● TASK OBJECTIVE
Set down each record below precisely, skipping the pictures.

_ _ _ _

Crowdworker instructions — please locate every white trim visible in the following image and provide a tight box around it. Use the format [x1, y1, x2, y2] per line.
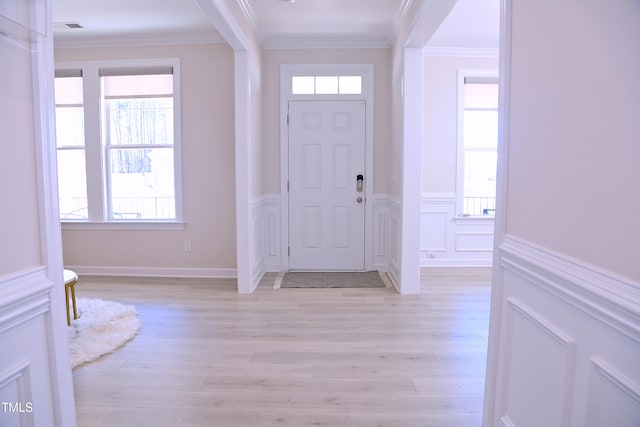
[192, 0, 251, 51]
[280, 63, 375, 272]
[499, 235, 640, 340]
[588, 356, 640, 426]
[0, 267, 52, 334]
[421, 192, 455, 204]
[421, 258, 493, 268]
[54, 57, 184, 224]
[399, 47, 424, 295]
[236, 0, 257, 34]
[0, 360, 33, 426]
[483, 0, 513, 423]
[64, 266, 237, 279]
[234, 50, 255, 293]
[61, 221, 185, 231]
[423, 47, 499, 58]
[53, 33, 225, 50]
[31, 11, 78, 424]
[387, 195, 402, 292]
[263, 36, 390, 50]
[500, 297, 576, 427]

_ _ _ _

● SOLUTION FOR THIS EXERCISE
Crowdworker instructions — please locate every white trim visible in the following image and provide a tight box around it. Use the format [x1, y1, x2, y2] per line.
[192, 0, 251, 51]
[280, 63, 375, 272]
[499, 235, 640, 340]
[588, 356, 640, 426]
[0, 267, 52, 334]
[421, 192, 455, 204]
[421, 258, 493, 268]
[54, 57, 184, 224]
[399, 47, 424, 295]
[236, 0, 257, 34]
[0, 360, 33, 426]
[483, 0, 513, 423]
[64, 266, 237, 279]
[234, 50, 255, 293]
[61, 221, 185, 231]
[423, 47, 499, 58]
[53, 33, 225, 50]
[31, 11, 78, 424]
[387, 195, 402, 292]
[263, 36, 390, 50]
[500, 297, 576, 427]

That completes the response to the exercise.